§ Task list:
1. List each distinct kernel primitive that the memory-model thread below names (leave out the litmus-test threads P0 and P1).
2. In the memory-model thread below, what must address and data dependencies be headed by, according to LKMM?

§ Text provided:
On Fri, Jan 10, 2025 at 05:21:59PM +0100, Jonas Oberhauser wrote:
Am 1/10/2025 um 3:54 PM schrieb Paul E. McKenney:
On Thu, Jan 09, 2025 at 07:35:19PM +0100, Jonas Oberhauser wrote:
Am 1/9/2025 um 6:54 PM schrieb Paul E. McKenney:
On Wed, Jan 08, 2025 at 08:17:51PM +0100, Jonas Oberhauser wrote:
If we want to respect something containing a control dependency to a
Am 1/8/2025 um 7:09 PM schrieb Paul E. McKenney:
If I change the two plain assignments to use WRITE_ONCE() as required
by memory-barriers.txt, OOTA is avoided:
I think this direction of inquiry is a bit misleading. There need not be any
speculative store at all:
P0(int *a, int *b, int *x, int *y) {
int r1;
int r2 = 0;
r1 = READ_ONCE(*x);
smp_rmb();
if (r1 == 1) {
r2 = *b;
}
WRITE_ONCE(*a, r2);
smp_wmb();
WRITE_ONCE(*y, 1);
}
P1(int *a, int *b, int *x, int *y) {
int r1;
int r2 = 0;
r1 = READ_ONCE(*y);
smp_rmb();
if (r1 == 1) {
r2 = *a;
}
WRITE_ONCE(*b, r2);
smp_wmb();
WRITE_ONCE(*x, 1);
}
WRITE_ONCE() not in the body of the "if" statement, we need to make some
change to memory-barriers.txt.
I'm not sure what you denotate by *this* in "if we change this", but just to
clarify, I am not thinking of claiming that there were a (semantic) control
dependency to WRITE_ONCE(*b, r2) in this example.
There is however a data dependency from r2 = *a to WRITE_ONCE, and I would
say that there is a semantic data (not control) dependency from r1 =
READ_ONCE(*y) to WRITE_ONCE(*b, r2), too: depending on the value read from
*y, the value stored to *b will be different. The latter would be enough to
avoid OOTA according to the mainline LKMM, but currently this semantic
dependency is not detected by herd7.
According to LKMM, address and data dependencies must be headed by
rcu_dereference() or similar. See Documentation/RCU/rcu_dereference.rst.
Therefore, there is nothing to chain the control dependency with.
Note that herd7 does generate dependencies. And speaking informally, there
clearly is a semantic dependency.
Both the original formalization of LKMM and my patch do say that a plain
load at the head of a dependency chain does not provide any dependency
ordering, i.e.,
[Plain & R] ; dep
is never part of hb, both in LKMM and in my patch.
Agreed, LKMM does filter the underlying herd7 dependencies.
By the way, if your concern is the dependency *starting* from the plain
load, then we can look at examples where the dependency starts from a marked
load:
r1 = READ_ONCE(*x);
smp_rmb();
if (r1 == 1) {
r2 = READ_ONCE(*a);
}
*b = 1;
smp_wmb();
WRITE_ONCE(*y,1);
This is more or less analogous to the case of the addr ; [Plain] ; wmb case
you already have.
This is probably a failure of imagination on my part, but I am not
seeing how to create another thread that interacts with that store to
"b" without resulting in a data race.
Ignoring that, I am not seeing much in the way of LKMM dependencies
in that code.
That is why sequence locks work, after all. In our internal memory model we
have relaxed the definition accordingly and there are a bunch of internally
used datastructures that can only be verified because of the relaxation.

§ Material provided:
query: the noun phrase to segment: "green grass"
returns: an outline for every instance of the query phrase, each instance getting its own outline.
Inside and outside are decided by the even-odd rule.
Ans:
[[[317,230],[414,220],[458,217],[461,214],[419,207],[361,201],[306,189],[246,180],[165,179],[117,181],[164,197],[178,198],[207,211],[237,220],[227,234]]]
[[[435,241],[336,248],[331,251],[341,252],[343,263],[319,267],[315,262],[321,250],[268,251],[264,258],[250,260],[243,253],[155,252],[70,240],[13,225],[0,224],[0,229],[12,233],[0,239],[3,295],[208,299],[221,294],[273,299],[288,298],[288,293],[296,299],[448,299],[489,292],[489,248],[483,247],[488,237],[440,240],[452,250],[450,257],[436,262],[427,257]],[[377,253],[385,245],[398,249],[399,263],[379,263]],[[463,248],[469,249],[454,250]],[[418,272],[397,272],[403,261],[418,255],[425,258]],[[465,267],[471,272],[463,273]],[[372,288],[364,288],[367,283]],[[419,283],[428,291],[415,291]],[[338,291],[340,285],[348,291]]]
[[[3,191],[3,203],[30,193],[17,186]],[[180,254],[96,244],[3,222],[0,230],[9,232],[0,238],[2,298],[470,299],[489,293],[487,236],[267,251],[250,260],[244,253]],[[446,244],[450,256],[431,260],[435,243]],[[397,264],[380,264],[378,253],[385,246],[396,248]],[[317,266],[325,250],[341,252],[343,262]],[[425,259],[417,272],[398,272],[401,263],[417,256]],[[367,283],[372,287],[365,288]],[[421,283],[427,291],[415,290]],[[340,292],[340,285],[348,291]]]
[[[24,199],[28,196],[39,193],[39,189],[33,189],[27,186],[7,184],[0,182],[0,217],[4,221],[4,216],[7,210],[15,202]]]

§ The responses:
1.
READ_ONCE()
WRITE_ONCE()
smp_rmb()
smp_wmb()
rcu_dereference()

2. rcu_dereference() or similar.